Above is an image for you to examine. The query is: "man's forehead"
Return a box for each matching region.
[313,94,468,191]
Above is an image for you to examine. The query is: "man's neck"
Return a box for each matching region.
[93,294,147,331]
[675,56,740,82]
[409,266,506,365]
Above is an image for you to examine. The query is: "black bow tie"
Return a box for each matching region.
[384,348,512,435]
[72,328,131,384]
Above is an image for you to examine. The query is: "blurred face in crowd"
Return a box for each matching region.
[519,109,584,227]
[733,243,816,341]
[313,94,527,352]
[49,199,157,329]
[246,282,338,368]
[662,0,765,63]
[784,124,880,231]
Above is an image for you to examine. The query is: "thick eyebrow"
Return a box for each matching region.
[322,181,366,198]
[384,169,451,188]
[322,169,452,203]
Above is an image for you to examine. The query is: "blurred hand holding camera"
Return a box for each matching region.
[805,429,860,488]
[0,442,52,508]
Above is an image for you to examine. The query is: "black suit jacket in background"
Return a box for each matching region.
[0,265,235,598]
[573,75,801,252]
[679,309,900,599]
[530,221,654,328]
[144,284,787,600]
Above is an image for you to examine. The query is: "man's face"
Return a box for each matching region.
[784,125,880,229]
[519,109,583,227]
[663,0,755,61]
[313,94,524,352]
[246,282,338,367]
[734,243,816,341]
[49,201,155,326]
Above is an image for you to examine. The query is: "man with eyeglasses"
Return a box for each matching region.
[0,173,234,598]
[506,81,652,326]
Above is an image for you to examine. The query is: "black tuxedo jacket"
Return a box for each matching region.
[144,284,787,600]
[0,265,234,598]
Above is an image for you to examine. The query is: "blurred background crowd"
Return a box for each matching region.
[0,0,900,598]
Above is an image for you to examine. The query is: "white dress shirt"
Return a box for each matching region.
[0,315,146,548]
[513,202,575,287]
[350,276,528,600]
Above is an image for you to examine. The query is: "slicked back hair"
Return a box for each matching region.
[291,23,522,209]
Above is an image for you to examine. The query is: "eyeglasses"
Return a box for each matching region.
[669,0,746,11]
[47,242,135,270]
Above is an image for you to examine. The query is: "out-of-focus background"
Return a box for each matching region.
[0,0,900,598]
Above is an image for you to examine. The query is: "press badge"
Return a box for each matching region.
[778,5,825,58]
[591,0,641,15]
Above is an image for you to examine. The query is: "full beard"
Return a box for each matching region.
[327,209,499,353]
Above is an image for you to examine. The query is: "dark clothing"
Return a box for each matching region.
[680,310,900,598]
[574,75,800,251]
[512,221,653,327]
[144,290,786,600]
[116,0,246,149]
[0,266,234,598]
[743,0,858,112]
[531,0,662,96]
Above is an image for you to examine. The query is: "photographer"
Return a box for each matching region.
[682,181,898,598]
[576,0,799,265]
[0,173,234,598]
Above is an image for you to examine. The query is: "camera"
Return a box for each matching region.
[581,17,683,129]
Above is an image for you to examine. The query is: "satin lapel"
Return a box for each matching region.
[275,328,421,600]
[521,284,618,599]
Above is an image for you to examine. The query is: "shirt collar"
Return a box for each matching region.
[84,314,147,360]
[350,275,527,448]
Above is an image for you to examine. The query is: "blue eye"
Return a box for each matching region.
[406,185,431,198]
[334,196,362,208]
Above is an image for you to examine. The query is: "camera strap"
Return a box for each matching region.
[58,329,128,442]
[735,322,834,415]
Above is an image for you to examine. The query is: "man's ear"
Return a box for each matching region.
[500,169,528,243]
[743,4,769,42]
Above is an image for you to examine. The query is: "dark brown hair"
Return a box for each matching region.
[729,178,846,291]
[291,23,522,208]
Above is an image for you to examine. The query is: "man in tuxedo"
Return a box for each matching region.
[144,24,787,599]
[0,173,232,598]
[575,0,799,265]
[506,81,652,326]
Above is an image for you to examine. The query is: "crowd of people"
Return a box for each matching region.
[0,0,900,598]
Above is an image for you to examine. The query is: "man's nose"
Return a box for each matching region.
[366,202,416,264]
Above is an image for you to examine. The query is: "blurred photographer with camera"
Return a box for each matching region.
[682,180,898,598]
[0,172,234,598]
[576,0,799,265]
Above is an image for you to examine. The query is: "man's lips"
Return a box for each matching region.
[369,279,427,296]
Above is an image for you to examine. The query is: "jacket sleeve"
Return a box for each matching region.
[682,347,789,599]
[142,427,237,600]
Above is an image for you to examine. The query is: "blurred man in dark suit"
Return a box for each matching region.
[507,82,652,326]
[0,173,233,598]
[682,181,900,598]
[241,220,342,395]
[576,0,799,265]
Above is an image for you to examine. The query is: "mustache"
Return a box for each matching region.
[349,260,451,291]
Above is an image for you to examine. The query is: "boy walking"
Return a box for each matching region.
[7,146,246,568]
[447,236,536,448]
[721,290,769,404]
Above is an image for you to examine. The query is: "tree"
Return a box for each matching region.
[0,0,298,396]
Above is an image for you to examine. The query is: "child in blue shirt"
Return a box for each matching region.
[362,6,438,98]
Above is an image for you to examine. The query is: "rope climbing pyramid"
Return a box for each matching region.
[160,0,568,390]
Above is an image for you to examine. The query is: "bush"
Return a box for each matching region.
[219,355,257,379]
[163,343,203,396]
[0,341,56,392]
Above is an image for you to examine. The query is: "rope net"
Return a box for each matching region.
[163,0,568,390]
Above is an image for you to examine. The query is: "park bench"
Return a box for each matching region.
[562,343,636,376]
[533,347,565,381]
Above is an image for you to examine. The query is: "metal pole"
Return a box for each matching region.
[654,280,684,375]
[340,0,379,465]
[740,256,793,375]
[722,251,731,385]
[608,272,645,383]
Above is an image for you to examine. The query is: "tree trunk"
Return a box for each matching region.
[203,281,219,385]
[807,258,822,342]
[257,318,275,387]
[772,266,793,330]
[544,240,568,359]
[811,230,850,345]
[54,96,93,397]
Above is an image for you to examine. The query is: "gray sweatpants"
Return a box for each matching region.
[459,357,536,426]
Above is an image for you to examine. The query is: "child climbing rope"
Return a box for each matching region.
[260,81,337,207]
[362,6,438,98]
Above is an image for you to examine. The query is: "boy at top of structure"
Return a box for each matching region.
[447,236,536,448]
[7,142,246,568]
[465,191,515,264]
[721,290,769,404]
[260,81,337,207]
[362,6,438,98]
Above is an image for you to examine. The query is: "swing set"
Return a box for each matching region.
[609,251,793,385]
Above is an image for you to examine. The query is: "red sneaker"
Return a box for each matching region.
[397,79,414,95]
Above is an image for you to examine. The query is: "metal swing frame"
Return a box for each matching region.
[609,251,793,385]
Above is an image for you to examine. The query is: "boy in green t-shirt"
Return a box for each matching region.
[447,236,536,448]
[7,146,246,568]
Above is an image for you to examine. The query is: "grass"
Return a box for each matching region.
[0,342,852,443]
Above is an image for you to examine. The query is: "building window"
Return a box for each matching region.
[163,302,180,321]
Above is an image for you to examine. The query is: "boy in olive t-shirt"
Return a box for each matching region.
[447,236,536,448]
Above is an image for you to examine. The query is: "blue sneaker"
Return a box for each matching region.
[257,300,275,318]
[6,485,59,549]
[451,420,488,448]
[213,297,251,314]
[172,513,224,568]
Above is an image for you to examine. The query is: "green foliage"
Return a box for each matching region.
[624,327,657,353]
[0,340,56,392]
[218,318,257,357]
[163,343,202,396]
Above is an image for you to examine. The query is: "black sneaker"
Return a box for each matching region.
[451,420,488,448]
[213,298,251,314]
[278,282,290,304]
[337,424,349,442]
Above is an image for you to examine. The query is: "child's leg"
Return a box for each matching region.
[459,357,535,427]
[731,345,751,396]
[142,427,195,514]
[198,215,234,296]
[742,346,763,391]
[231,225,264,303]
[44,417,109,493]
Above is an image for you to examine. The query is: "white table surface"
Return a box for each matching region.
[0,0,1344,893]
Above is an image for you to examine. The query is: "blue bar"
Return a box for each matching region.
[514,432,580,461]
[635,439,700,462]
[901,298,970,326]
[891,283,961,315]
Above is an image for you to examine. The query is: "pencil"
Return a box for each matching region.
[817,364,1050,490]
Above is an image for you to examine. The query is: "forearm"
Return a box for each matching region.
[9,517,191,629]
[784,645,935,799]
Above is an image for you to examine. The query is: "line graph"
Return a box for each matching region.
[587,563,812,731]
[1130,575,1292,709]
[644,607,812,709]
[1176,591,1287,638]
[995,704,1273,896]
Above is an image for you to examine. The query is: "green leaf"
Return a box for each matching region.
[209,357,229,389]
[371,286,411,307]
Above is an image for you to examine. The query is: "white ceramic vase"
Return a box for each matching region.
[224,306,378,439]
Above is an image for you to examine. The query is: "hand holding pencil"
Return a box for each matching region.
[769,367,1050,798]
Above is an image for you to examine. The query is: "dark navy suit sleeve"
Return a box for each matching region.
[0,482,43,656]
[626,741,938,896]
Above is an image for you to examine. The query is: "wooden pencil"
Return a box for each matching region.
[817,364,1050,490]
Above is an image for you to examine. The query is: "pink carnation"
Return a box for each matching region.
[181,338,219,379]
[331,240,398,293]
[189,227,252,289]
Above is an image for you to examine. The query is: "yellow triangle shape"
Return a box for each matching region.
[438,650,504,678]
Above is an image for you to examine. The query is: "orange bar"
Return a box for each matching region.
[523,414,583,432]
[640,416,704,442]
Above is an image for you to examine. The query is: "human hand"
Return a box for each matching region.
· · · ·
Set exercise:
Render the stretch of the entries from the very first line through the line containing "[49,201,155,326]", both ends included, as a JSON list of strings with one string per line and blank lines left out.

Response to this exercise:
[
  "Above is an image for you to examine. The query is: \"man's forehead\"",
  "Return a box for each matching region.",
  "[313,94,468,191]",
  "Above is an image for you to examine. The query is: \"man's neck\"",
  "Return a box for each matching region.",
  "[93,294,147,331]",
  "[675,56,740,82]",
  "[409,266,506,365]",
  "Above is an image for you to examine. The query is: \"black bow tie\"",
  "Return a box for each matching region.",
  "[384,348,512,435]",
  "[72,328,131,384]",
  "Above is an image for you to examine. The query is: \"blurred face in crowd\"",
  "Return a box for each matching region.",
  "[519,109,584,227]",
  "[733,243,816,341]",
  "[313,94,527,352]",
  "[49,199,157,329]",
  "[246,282,338,368]",
  "[662,0,765,63]",
  "[784,124,880,231]",
  "Above is an image for you to examine. The query is: \"thick eyebrow\"",
  "Return a box for each matching region.",
  "[322,181,366,198]",
  "[384,169,451,188]",
  "[322,169,452,203]",
  "Above is an image for you to examine. The query is: \"blurred hand holding camera\"",
  "Return a box for each matching region.",
  "[805,429,860,488]",
  "[0,442,52,508]",
  "Above is an image for you to examine. The query is: \"black suit jacket in background\"",
  "Return a box for each matching region.",
  "[0,265,235,598]",
  "[573,75,801,252]",
  "[679,309,900,599]",
  "[530,221,654,328]",
  "[144,284,787,600]",
  "Above is an image for you to examine. The query is: \"man's face\"",
  "Return a box for each matching region.",
  "[784,125,880,229]",
  "[519,109,583,227]",
  "[663,0,755,61]",
  "[313,94,524,352]",
  "[246,282,338,367]",
  "[734,243,816,341]",
  "[49,201,155,326]"
]